■ **Passage proposé**

Après une brève présentation de l'homme et de l'oeuvre, l'itinéraire que nous nous proposons donc de suivre dans ce travail partira de l'analyse des romans de Sassine tels qu'on peut les appréhender à un premier niveau de signification : l'évocation de la société africaine, postcoloniale pour Saint Monsieur Baly, Le jeune Homme de sable et Le Zéhéros n'est pas n'importe qui, coloniale pour Wirriyamu, dont l'action a pour cadre une « province » portugaise d'outre-mer en voie d'émancipation. Cette évocation se propose de prendre en compte, tour à tour, les aspects historiques et sociologiques de ces sociétés, qui expliquent pour une large part le présent, et d'en déterminer le mode de fonctionnement, largement conditionné par un constant recours à la violence et à l'oppression. La dénonciation du pouvoir totalitaire reposant sur des hommes et des institutions pervertis, représente pour Sassine, comme pour beaucoup de ses contemporains, une véritable opération de salubrité publique, mais elle ne saurait, à elle seule, se constituer en un objet littéraire unique. Si l'Afrique connaît aujourd'hui une tragédie sans pareille, c'est, suggère le romancier, parce qu'elle a trahi ses dieux tutélaires.
Plutôt que complaisance morose à l'égard des malheurs du temps, Sassine invite donc ses lecteurs à un recentrage sur les valeurs profondes enfouies dans la mémoire d'une Afrique qui, sur bien des points, s'apparente à la « structure feuilletée » dont parle Claude Lévi-Strauss à propos des mythes.

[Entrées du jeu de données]
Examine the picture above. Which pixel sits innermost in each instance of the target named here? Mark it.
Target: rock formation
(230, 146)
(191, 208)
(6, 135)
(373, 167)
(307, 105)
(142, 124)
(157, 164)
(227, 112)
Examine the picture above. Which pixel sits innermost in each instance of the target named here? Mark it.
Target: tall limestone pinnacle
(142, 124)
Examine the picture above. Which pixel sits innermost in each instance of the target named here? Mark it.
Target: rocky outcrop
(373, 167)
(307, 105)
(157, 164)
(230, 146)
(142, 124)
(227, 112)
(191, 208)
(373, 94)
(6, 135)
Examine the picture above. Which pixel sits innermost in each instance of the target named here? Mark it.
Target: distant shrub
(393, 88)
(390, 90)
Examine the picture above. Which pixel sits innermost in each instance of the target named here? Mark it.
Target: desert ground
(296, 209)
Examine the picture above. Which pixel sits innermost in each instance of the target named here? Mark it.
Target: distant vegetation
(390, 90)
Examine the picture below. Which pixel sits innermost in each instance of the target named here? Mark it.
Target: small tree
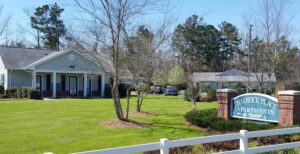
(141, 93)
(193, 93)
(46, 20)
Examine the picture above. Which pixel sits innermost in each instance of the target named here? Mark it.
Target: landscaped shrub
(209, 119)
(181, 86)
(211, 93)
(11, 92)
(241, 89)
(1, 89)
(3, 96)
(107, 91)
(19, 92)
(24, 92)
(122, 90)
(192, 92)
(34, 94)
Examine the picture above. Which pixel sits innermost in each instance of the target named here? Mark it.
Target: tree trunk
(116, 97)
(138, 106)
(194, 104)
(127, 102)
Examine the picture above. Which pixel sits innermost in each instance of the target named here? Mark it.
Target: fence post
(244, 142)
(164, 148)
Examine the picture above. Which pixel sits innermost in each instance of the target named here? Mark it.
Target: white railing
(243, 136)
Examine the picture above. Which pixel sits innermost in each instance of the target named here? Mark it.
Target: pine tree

■ **Consigne**
Pouvez-vous reproduire mot pour mot, dans son intégralité, le passage ci-dessus consacré aux romans de Sassine ?

■ **Corrigé**
Après une brève présentation de l'homme et de l'oeuvre, l'itinéraire que nous nous proposons donc de suivre dans ce travail partira de l'analyse des romans de Sassine tels qu'on peut les appréhender à un premier niveau de signification : l'évocation de la société africaine, postcoloniale pour Saint Monsieur Baly, Le jeune Homme de sable et Le Zéhéros n'est pas n'importe qui, coloniale pour Wirriyamu, dont l'action a pour cadre une « province » portugaise d'outre-mer en voie d'émancipation. Cette évocation se propose de prendre en compte, tour à tour, les aspects historiques et sociologiques de ces sociétés, qui expliquent pour une large part le présent, et d'en déterminer le mode de fonctionnement, largement conditionné par un constant recours à la violence et à l'oppression. La dénonciation du pouvoir totalitaire reposant sur des hommes et des institutions pervertis, représente pour Sassine, comme pour beaucoup de ses contemporains, une véritable opération de salubrité publique, mais elle ne saurait, à elle seule, se constituer en un objet littéraire unique. Si l'Afrique connaît aujourd'hui une tragédie sans pareille, c'est, suggère le romancier, parce qu'elle a trahi ses dieux tutélaires.
Plutôt que complaisance morose à l'égard des malheurs du temps, Sassine invite donc ses lecteurs à un recentrage sur les valeurs profondes enfouies dans la mémoire d'une Afrique qui, sur bien des points, s'apparente à la « structure feuilletée » dont parle Claude Lévi-Strauss à propos des mythes.